::: Supplied passage :::
The defendants during the trial admitted on several occasions that this ordinance was designed to keep children out of Glassboro, because more children require more schools *202 and as a result higher taxes. If the issue is narrowed to the resolution of the legality of such action by a governing body, the immediate reaction is not favorable. The provisions of the ordinance must be analyzed.
No less than 70 per cent of all apartments shall be one bedroom units. We know this denies occupancy by families with children. And no more than 5 per cent shall be three bedroom units. This is a minimal provision. No more than 20 per cent may have two bedrooms, which by design limits the family size.
Complete fireproofing, underground electric and telephone facilities, the need for which may be arguable, parking requirements for two automobiles for each dwelling unit, more than one exit for each dwelling unit, an enclosed play space of 60 feet by 100 feet per building, so many square feet of swimming pools or tennis courts for every 100 square feet of living space or recreational facilities of equal value, and similar unusual requirements, cannot be provided so as to meet the needs of the middle income family, apart from the consideration of low income families.
:::
● Set problem A
Reproduce a section of the passage on the Glassboro apartment ordinance, starting at "No less than" and ending at "low income families.".
● Set problem B
In the passage on the Glassboro apartment ordinance, what minimum share of all apartments must be one bedroom units?
● Set problem C
Extend the passage on the Glassboro apartment ordinance, picking up after its final sentence.
::: Supplied information :::
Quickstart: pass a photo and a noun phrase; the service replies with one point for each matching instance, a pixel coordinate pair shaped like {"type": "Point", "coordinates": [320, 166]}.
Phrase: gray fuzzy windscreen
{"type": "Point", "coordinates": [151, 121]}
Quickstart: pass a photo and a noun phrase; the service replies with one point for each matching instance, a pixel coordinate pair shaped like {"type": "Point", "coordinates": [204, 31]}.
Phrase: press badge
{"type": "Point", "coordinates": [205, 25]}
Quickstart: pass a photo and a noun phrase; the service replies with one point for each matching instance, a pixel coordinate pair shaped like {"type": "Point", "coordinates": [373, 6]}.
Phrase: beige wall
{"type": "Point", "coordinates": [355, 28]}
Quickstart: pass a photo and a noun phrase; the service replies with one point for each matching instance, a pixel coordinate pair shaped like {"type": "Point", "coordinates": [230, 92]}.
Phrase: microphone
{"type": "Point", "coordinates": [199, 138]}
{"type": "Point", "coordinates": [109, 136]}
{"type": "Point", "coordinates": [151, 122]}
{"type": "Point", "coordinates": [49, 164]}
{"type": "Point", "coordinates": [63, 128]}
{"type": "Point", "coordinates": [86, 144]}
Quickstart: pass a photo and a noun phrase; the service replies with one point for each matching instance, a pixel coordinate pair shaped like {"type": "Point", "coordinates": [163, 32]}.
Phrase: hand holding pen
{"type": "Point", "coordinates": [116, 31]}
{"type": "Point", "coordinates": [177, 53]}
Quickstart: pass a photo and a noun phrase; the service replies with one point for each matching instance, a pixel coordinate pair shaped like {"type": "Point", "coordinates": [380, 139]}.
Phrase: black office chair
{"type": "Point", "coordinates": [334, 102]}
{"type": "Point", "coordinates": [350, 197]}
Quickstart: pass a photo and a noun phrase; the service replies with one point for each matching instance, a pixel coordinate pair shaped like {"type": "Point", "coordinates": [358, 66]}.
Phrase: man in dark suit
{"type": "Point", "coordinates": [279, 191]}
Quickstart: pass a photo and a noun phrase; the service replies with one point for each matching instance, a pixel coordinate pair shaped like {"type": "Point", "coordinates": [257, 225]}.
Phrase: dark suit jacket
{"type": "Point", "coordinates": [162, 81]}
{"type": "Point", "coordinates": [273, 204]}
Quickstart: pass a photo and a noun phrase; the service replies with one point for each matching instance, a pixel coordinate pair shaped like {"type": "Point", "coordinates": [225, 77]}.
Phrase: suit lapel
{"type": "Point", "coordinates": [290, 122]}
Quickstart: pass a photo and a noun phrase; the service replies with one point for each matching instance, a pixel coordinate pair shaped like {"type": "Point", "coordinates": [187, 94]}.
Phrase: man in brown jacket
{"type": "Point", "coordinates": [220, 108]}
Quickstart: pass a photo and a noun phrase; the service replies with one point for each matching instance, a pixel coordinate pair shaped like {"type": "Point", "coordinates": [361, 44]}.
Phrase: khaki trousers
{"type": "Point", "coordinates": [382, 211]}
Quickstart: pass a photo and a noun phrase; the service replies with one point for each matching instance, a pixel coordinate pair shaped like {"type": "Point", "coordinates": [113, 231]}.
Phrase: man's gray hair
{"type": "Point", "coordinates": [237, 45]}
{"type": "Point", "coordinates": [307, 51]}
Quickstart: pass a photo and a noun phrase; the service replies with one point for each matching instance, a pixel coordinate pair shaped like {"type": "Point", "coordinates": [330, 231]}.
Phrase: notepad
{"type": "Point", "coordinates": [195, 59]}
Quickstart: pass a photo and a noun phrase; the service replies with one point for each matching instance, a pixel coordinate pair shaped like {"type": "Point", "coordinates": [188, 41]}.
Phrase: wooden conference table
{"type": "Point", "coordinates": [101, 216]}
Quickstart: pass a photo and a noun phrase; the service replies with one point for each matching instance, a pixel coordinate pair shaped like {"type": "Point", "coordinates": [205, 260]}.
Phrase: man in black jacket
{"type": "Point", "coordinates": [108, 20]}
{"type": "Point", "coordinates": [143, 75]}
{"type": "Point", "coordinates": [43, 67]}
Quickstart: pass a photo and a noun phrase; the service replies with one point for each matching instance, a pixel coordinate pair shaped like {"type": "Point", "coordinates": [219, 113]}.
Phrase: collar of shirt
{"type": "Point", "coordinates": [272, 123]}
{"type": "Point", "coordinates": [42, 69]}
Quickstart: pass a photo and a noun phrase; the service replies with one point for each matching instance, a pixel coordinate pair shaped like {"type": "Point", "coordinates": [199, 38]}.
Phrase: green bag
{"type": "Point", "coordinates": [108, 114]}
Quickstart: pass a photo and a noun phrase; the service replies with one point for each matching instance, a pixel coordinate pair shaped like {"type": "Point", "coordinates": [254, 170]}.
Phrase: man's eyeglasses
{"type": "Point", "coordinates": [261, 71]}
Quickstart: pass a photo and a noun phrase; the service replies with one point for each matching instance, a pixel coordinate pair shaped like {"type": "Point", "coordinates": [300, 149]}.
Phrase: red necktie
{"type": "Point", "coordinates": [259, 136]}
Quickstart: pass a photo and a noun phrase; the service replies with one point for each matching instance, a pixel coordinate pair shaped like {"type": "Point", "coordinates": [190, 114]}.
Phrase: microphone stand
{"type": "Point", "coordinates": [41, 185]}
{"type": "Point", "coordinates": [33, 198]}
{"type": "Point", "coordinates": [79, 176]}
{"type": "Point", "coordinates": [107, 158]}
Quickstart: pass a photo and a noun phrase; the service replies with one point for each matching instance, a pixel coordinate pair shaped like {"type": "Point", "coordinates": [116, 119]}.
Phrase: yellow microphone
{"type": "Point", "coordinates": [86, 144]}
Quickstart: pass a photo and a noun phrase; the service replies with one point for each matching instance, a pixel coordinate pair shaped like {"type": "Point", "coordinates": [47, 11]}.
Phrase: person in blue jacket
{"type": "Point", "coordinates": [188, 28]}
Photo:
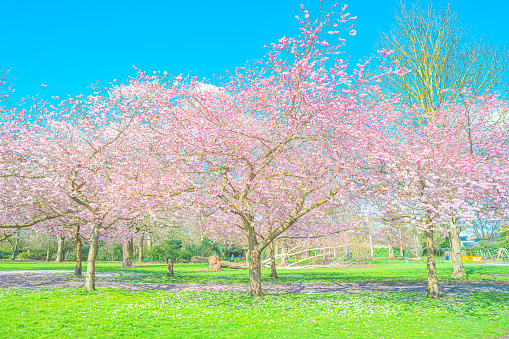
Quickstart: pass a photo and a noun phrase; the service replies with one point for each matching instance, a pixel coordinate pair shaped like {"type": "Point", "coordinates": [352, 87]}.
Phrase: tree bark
{"type": "Point", "coordinates": [391, 251]}
{"type": "Point", "coordinates": [127, 254]}
{"type": "Point", "coordinates": [140, 250]}
{"type": "Point", "coordinates": [458, 271]}
{"type": "Point", "coordinates": [169, 273]}
{"type": "Point", "coordinates": [47, 252]}
{"type": "Point", "coordinates": [92, 255]}
{"type": "Point", "coordinates": [255, 274]}
{"type": "Point", "coordinates": [78, 243]}
{"type": "Point", "coordinates": [78, 270]}
{"type": "Point", "coordinates": [284, 258]}
{"type": "Point", "coordinates": [432, 272]}
{"type": "Point", "coordinates": [14, 249]}
{"type": "Point", "coordinates": [273, 272]}
{"type": "Point", "coordinates": [60, 245]}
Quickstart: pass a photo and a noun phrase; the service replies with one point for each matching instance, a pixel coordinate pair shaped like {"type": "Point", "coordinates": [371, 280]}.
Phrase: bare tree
{"type": "Point", "coordinates": [442, 60]}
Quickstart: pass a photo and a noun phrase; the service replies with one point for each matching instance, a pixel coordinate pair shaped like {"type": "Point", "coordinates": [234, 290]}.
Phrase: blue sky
{"type": "Point", "coordinates": [69, 45]}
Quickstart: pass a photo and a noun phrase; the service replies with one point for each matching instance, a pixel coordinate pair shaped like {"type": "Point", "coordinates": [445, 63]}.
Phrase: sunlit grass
{"type": "Point", "coordinates": [32, 313]}
{"type": "Point", "coordinates": [197, 273]}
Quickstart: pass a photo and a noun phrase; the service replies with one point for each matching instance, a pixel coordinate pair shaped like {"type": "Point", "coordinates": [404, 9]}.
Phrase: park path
{"type": "Point", "coordinates": [61, 279]}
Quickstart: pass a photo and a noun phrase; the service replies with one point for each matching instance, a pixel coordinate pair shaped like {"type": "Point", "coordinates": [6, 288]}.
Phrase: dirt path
{"type": "Point", "coordinates": [59, 279]}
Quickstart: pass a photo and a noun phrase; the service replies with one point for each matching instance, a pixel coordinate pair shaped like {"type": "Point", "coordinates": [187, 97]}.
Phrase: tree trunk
{"type": "Point", "coordinates": [284, 258]}
{"type": "Point", "coordinates": [391, 251]}
{"type": "Point", "coordinates": [458, 271]}
{"type": "Point", "coordinates": [60, 245]}
{"type": "Point", "coordinates": [78, 243]}
{"type": "Point", "coordinates": [140, 250]}
{"type": "Point", "coordinates": [255, 274]}
{"type": "Point", "coordinates": [169, 273]}
{"type": "Point", "coordinates": [78, 269]}
{"type": "Point", "coordinates": [432, 272]}
{"type": "Point", "coordinates": [370, 246]}
{"type": "Point", "coordinates": [92, 255]}
{"type": "Point", "coordinates": [127, 254]}
{"type": "Point", "coordinates": [47, 252]}
{"type": "Point", "coordinates": [14, 249]}
{"type": "Point", "coordinates": [273, 272]}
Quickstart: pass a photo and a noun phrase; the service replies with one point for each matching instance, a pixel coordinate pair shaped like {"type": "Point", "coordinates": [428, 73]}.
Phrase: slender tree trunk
{"type": "Point", "coordinates": [432, 272]}
{"type": "Point", "coordinates": [14, 249]}
{"type": "Point", "coordinates": [391, 251]}
{"type": "Point", "coordinates": [273, 272]}
{"type": "Point", "coordinates": [78, 243]}
{"type": "Point", "coordinates": [169, 273]}
{"type": "Point", "coordinates": [60, 245]}
{"type": "Point", "coordinates": [255, 274]}
{"type": "Point", "coordinates": [47, 251]}
{"type": "Point", "coordinates": [400, 243]}
{"type": "Point", "coordinates": [284, 258]}
{"type": "Point", "coordinates": [140, 250]}
{"type": "Point", "coordinates": [127, 254]}
{"type": "Point", "coordinates": [92, 255]}
{"type": "Point", "coordinates": [458, 271]}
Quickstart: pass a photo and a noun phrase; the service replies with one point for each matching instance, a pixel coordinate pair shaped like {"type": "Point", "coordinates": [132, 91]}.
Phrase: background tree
{"type": "Point", "coordinates": [443, 60]}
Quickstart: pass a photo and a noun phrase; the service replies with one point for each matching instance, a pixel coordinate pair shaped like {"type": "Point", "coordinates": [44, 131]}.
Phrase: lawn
{"type": "Point", "coordinates": [72, 313]}
{"type": "Point", "coordinates": [197, 273]}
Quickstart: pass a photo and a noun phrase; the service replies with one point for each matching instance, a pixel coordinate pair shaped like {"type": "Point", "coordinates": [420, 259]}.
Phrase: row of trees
{"type": "Point", "coordinates": [281, 148]}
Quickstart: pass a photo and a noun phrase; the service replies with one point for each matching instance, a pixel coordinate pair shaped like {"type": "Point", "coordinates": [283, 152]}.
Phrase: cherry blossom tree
{"type": "Point", "coordinates": [279, 140]}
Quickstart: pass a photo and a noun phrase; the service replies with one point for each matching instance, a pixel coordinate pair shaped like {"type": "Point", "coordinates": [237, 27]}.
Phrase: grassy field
{"type": "Point", "coordinates": [197, 273]}
{"type": "Point", "coordinates": [107, 313]}
{"type": "Point", "coordinates": [67, 313]}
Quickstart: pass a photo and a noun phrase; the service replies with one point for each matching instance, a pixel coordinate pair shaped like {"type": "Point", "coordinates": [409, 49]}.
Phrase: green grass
{"type": "Point", "coordinates": [72, 313]}
{"type": "Point", "coordinates": [197, 273]}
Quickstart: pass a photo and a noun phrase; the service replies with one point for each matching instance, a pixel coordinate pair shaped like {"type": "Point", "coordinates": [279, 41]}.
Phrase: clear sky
{"type": "Point", "coordinates": [72, 44]}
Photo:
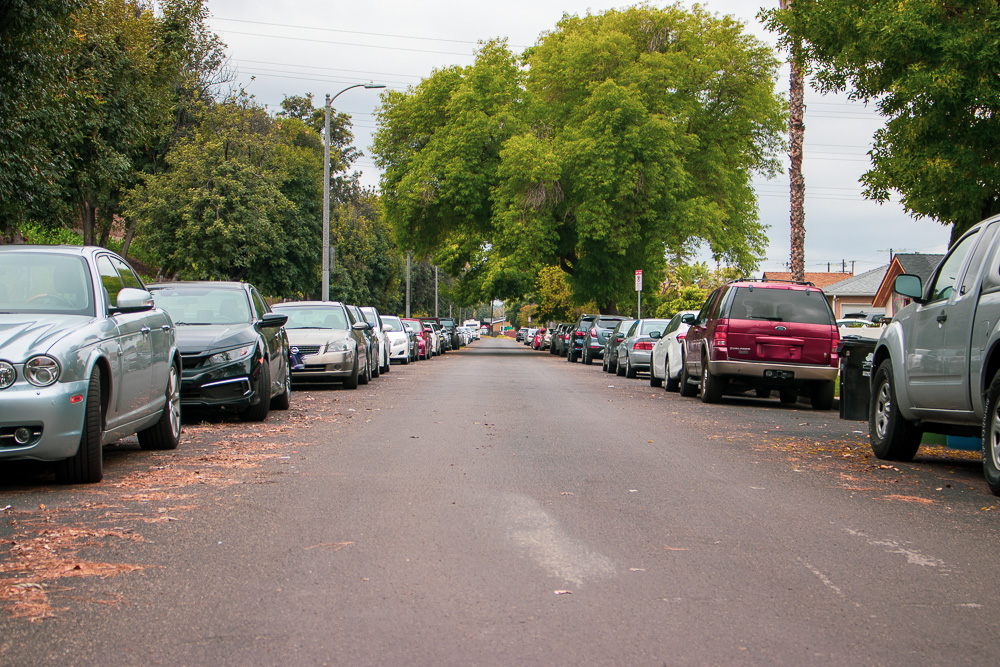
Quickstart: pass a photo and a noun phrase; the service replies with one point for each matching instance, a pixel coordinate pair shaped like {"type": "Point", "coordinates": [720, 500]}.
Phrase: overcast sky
{"type": "Point", "coordinates": [293, 47]}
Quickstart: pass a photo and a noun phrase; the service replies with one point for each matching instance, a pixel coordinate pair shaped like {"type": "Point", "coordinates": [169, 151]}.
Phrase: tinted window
{"type": "Point", "coordinates": [314, 317]}
{"type": "Point", "coordinates": [203, 304]}
{"type": "Point", "coordinates": [781, 305]}
{"type": "Point", "coordinates": [45, 283]}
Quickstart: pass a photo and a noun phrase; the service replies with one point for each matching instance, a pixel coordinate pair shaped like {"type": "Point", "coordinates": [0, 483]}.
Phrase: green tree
{"type": "Point", "coordinates": [930, 69]}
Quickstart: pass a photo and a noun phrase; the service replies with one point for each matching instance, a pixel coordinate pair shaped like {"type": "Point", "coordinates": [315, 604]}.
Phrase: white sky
{"type": "Point", "coordinates": [301, 46]}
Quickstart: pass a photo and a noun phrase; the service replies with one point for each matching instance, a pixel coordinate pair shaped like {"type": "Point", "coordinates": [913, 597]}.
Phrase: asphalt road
{"type": "Point", "coordinates": [498, 506]}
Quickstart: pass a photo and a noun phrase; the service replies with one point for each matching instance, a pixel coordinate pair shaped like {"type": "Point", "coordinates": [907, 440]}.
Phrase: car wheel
{"type": "Point", "coordinates": [258, 412]}
{"type": "Point", "coordinates": [284, 400]}
{"type": "Point", "coordinates": [687, 387]}
{"type": "Point", "coordinates": [991, 436]}
{"type": "Point", "coordinates": [892, 437]}
{"type": "Point", "coordinates": [822, 395]}
{"type": "Point", "coordinates": [87, 465]}
{"type": "Point", "coordinates": [166, 433]}
{"type": "Point", "coordinates": [712, 386]}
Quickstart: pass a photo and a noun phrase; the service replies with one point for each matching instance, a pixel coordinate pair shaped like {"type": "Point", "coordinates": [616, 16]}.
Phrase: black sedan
{"type": "Point", "coordinates": [234, 350]}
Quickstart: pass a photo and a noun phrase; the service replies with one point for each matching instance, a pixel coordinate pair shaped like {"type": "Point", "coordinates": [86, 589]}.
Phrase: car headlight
:::
● Result A
No less than 70 per cent of all apartments shall be one bedroom units. We know this denies occupancy by families with children. And no more than 5 per cent shall be three bedroom units. This is a minimal provision. No more than 20 per cent may have two bedrooms, which by design limits the family size.
Complete fireproofing, underground electric and telephone facilities, the need for which may be arguable, parking requirements for two automobiles for each dwelling unit, more than one exit for each dwelling unit, an enclosed play space of 60 feet by 100 feet per building, so many square feet of swimming pools or tennis courts for every 100 square feet of living space or recreational facilities of equal value, and similar unusual requirements, cannot be provided so as to meet the needs of the middle income family, apart from the consideration of low income families.

● Result B
At least 70 percent.

● Result C
The court had the advantage of testimony by citizens and officials, studies by experts, municipal projections, and the analysis of the Borough needs for housing. The court finds there would be no market for such high rental apartments under this ordinance in the Borough, while the immediate need is for a blend of living units for middle income and low income families. A part of the town is occupied by a State College and there is also a need for student housing and for their families, and the families of those employed at this educational institution.
The court notes that the professional consultant to the Planning Board had not recommended either the apartment ratios or the mandatory recreational facilities.
In the name of control of density of population and the general welfare of the community, the defendants maintain that they are exercising the right to upgrade the apartment *203 ordinance. They are urging judicial sanction be given to their efforts to avoid an increase of tax burdens.
The court finds from the testimony that section one, now constructed and occupied, has 18 one bedrooms, 50 two bedrooms, and 12 three bedrooms. The defendants offered testimony that this unit has 51 school children, 44 in elementary schools and 7 in high school, and that the resulting educational cost is $36,031.40, apart from other municipal services. The tax revenue for 1971 received from this complex was $23,859.00. The officials admit a need for low income housing and have hopeful plans to meet the demand. The need has not been met.
This is not a case where a decision has been made that there is no need for additional apartments or that the subject area is not adaptable to apartments. The plaintiff's application for section two included the same type of apartments as in section one, which would have been permitted under the ordinance until amended. If section two were built it would be adjacent to the present complex in section one. There can be no objectionable features as to the location of the section two development.
Glassboro needs housing for its own citizens. The governing body has by its legislative action approved apartments and at the named locations. It is not disputed that the conditions and circumstances prevailing require municipal efforts to accommodate by the added construction of dwelling units.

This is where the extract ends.